Leonard A. Smith, Ph.D., a senior scientist at the U.S. Army Medical
Research Institute of Infectious Diseases at Fort Detrick, received the
Department of Defense Distinguished Civilian Service Award Nov. 18 in a
Pentagon ceremony. The recognition is the highest award given by the
Secretary of Defense to career employees.
Smith, an internationally recognized expert on botulinum neurotoxins and ricin toxin, serves as the Senior Research Scientist for Medical Countermeasures Technology, U.S. Army Medical Research and Materiel Command, and as the Acting Scientific Director for USAMRIID. He has over 30 years of service to the Institute.
“Len is a proven visionary and leader, and his selection for this award is a great honor for him, for USAMRIID, and for the USAMRMC,” said Col. Erin P. Edgar, USAMRIID commander. “He has made tremendous contributions to the development of biodefense medical countermeasures for the Armed Services and for the entire nation.”
According to his official biography, Dr. Smith’s team is focused on translational medicine-developing vaccines and therapeutic drugs from concept and discovery, through early development, non-clinical and preclinical testing, and finally into clinical trials. His most recognized scientific contributions have been in the development of vaccine products to combat botulinum neurotoxins (BoNT) and ricin toxin.
He served as a key team member and later as leader in the development of a new generation of BoNT vaccines-designing novel recombinant botulinum toxin antigens, along with production processes for multiple toxin serotypes. Importantly, this approach offers the DoD the potential to develop a safe, effective, fully characterized vaccine that meets today’s cutting-edge industry standards. Dr. Smith also is spearheading the advanced development of a lead ricin vaccine candidate that is currently in phase I clinical trials.
Smith attended Georgetown University in Washington, D.C., where he received his Ph.D. degree in Biochemistry in 1978. He received a BA degree in Chemistry and Zoology from the University of New Hampshire in 1972. He joined USAMRIID as a research chemist in 1982, having served in private industry and as a senior staff fellow at the National Cancer Institute.
Prior to his 2008 appointment by the Secretary of the Army to the post of Senior Research Scientist, Smith headed USAMRIID’s Department of Molecular Biology within the Division of Integrated Toxicology.
Dr. Smith has authored or co-authored more than 150 scientific publications, reviews and book chapters, and holds several patents for his work. He is frequently invited to lecture at national and international meetings. He is Chair of NATO Human Factors and Medicine Task Groups 186 and 239. He is a member of the International Society on Toxinology, American Society for Microbiology, American Association of Pharmaceutical Scientists and PDA: An International Association for Pharmaceutical Science and Technology. He also serves on the Board of Directors and is an Officer for the International Neurotoxin Association.

# Your task:
According to the award announcement above, which award did Leonard A. Smith receive on Nov. 18?

# Dataset extract:
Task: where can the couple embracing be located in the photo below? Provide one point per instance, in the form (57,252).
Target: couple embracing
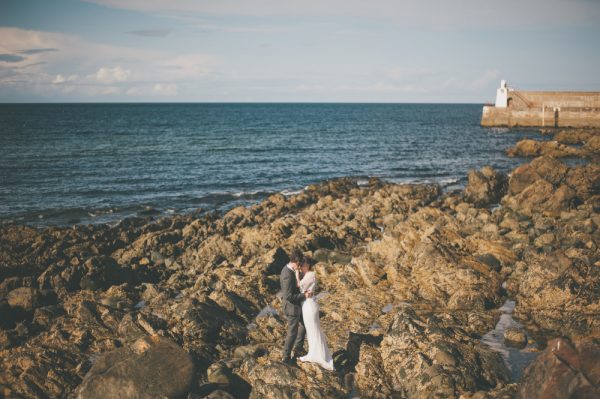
(298,285)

# Task solution:
The Department of Defense Distinguished Civilian Service Award.